Material for this exercise:
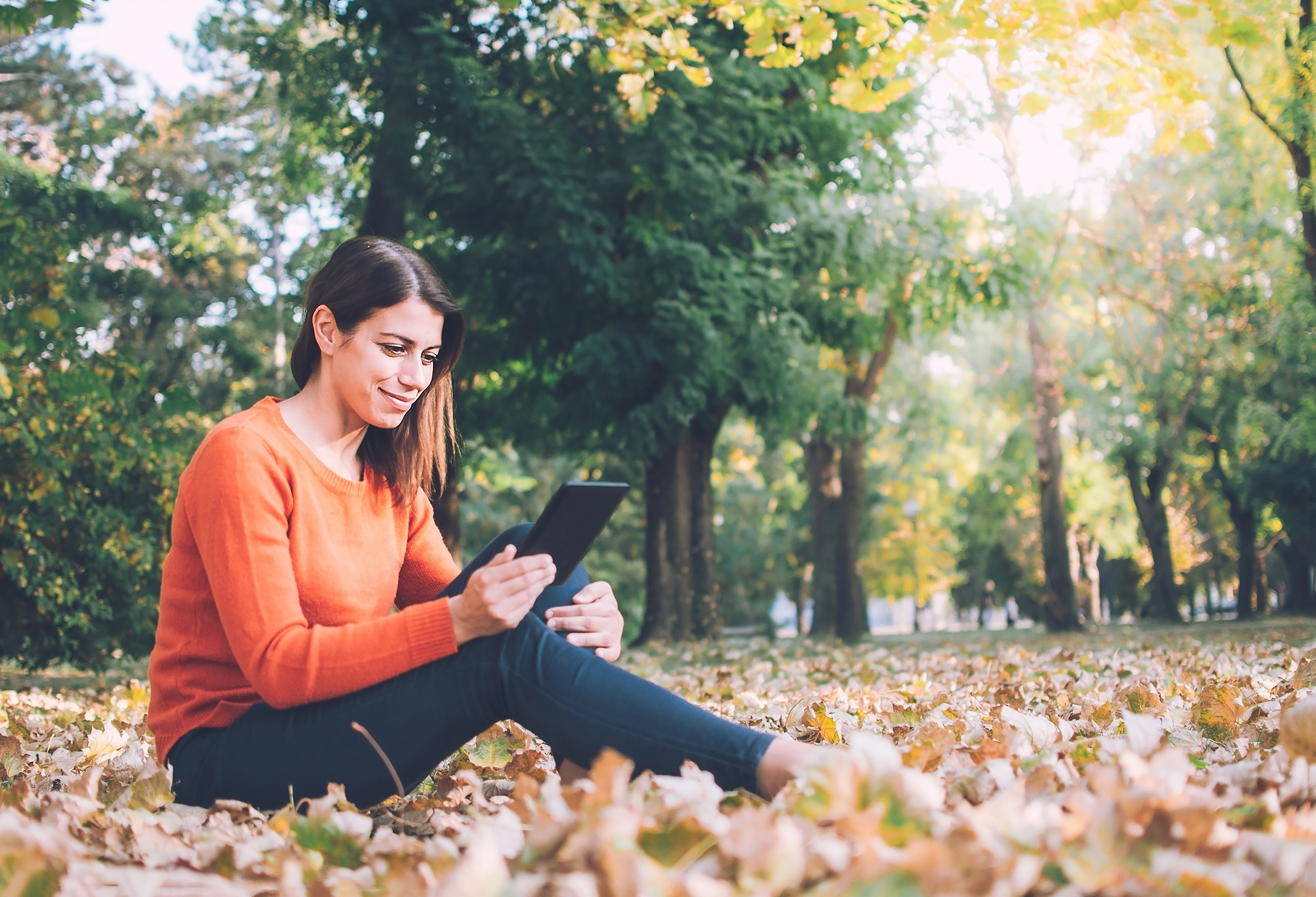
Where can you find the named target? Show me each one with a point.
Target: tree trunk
(1299, 563)
(667, 558)
(852, 605)
(1245, 537)
(1059, 604)
(706, 611)
(1149, 502)
(825, 502)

Brief: Could every entry above be printed again exactly, images excluded?

Reply to the exercise:
Where can you find the named target? Show me each one with a point.
Target: tree trunk
(1299, 563)
(667, 558)
(852, 605)
(1245, 537)
(1059, 604)
(706, 611)
(1149, 502)
(825, 502)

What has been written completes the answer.